From the listing below, pick out each line with the word "white".

__________

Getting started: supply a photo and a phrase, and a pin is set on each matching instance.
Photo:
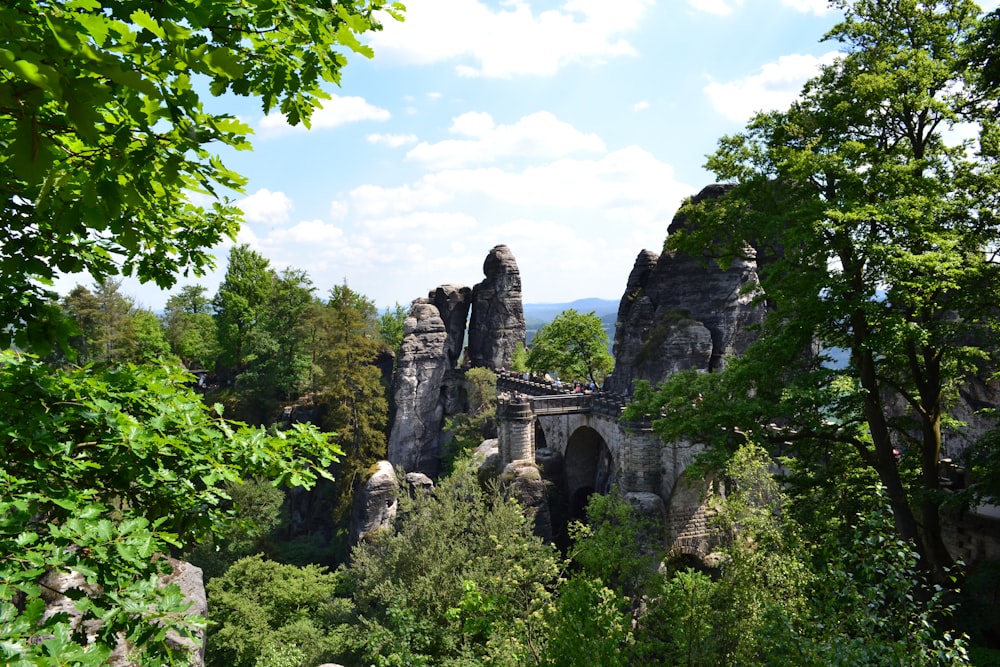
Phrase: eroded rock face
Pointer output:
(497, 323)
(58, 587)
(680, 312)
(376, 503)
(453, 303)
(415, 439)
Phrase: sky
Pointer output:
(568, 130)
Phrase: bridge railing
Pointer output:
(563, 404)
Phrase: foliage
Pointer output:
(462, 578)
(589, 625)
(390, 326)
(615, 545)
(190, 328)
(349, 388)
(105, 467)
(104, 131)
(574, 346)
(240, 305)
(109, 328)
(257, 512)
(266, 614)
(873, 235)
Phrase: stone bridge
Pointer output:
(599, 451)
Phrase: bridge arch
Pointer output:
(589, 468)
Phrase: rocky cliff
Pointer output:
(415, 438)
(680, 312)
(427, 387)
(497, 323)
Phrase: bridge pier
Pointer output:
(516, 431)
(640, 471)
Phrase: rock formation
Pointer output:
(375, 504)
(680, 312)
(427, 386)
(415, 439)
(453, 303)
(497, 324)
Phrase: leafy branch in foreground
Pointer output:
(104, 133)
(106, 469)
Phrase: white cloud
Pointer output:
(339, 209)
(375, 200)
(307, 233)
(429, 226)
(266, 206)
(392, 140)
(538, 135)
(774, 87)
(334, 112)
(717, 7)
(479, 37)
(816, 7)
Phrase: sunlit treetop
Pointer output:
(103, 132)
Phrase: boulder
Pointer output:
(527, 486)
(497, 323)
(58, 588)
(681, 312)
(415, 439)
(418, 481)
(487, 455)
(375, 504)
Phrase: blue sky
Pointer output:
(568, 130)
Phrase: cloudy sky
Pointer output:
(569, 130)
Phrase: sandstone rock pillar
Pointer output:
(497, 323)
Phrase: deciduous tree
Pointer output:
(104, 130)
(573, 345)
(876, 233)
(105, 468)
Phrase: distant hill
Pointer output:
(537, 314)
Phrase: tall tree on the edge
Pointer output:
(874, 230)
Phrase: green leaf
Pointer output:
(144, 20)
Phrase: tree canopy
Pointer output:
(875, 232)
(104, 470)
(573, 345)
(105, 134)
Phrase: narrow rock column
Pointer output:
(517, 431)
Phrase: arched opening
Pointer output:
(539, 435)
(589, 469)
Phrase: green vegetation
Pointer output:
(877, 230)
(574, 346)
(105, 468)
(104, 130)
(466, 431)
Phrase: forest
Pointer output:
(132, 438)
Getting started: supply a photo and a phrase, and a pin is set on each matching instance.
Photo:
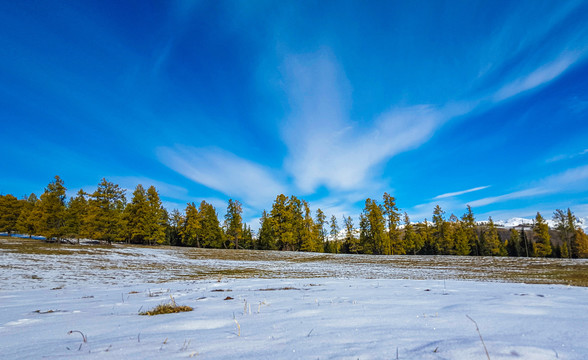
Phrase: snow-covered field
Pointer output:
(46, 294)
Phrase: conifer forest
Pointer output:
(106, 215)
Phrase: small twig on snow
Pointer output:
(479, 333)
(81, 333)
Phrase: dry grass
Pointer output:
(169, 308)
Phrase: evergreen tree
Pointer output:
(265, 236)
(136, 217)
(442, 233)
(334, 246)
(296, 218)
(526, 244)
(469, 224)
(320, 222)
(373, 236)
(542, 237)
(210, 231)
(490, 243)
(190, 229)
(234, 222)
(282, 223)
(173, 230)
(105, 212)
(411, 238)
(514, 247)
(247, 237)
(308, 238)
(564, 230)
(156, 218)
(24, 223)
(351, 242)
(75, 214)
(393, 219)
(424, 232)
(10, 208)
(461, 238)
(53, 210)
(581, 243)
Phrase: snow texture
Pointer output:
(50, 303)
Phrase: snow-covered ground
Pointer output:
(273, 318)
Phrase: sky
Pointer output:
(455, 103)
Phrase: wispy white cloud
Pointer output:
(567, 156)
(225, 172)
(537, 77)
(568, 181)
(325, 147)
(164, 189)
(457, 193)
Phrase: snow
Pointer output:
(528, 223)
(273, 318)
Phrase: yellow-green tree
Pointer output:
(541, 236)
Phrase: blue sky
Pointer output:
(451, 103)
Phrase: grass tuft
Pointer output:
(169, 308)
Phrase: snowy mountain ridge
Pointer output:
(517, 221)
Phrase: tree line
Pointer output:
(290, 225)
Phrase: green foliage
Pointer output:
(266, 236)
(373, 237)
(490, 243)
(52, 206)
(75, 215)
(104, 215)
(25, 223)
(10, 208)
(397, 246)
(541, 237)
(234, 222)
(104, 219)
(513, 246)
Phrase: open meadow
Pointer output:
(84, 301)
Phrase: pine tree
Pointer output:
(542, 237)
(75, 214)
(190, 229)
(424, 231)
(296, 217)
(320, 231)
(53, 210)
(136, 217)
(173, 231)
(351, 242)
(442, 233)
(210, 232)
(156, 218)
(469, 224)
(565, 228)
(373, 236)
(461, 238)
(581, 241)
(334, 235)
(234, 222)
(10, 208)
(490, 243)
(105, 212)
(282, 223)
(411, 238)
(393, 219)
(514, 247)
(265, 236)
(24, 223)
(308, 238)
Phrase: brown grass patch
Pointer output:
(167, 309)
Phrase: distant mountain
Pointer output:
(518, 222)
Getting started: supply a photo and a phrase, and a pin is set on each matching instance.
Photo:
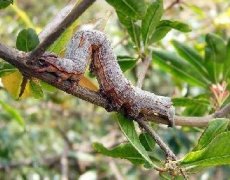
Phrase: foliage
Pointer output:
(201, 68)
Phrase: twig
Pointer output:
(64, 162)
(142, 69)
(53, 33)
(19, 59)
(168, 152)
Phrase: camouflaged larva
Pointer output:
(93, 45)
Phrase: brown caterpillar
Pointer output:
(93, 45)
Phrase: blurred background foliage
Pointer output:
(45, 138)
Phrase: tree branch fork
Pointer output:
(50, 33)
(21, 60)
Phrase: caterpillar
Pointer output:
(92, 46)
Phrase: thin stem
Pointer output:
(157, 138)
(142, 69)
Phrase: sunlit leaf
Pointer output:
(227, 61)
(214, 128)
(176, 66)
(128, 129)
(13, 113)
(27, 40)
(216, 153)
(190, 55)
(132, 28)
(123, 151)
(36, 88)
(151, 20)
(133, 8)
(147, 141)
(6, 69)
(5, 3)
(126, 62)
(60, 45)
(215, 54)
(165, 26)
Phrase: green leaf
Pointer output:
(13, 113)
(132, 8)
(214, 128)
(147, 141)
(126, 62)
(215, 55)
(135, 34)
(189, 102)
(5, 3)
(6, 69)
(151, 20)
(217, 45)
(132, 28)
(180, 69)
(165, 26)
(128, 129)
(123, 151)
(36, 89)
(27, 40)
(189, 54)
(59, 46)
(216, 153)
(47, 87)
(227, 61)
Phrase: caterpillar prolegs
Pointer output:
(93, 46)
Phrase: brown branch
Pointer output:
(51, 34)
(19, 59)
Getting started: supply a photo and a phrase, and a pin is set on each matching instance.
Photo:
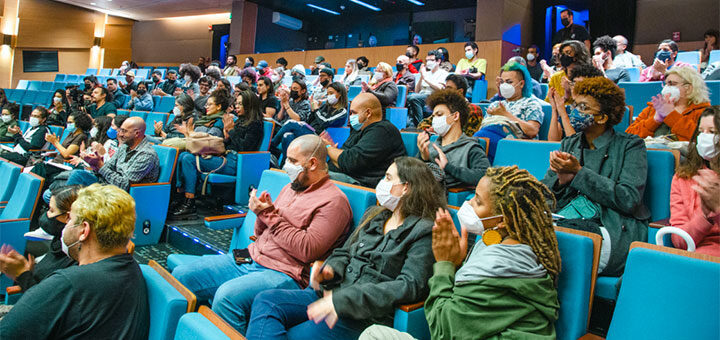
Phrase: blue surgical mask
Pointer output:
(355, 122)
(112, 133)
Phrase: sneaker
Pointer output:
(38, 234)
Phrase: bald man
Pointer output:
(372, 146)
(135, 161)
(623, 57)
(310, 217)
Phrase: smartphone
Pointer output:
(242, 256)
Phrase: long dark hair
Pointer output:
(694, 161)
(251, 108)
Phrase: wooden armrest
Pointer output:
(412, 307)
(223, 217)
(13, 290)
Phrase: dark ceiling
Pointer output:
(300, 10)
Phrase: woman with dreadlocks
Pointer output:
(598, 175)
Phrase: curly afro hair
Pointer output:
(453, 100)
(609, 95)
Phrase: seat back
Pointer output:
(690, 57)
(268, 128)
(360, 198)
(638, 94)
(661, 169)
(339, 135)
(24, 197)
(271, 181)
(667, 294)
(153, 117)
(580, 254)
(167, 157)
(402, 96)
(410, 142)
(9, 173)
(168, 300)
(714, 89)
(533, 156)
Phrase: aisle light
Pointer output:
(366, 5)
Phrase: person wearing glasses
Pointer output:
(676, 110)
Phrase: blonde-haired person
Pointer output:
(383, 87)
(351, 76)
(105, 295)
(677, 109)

__________

■ WRITTEN ANSWER ■
Phrase: white cloud
Phrase: wispy white cloud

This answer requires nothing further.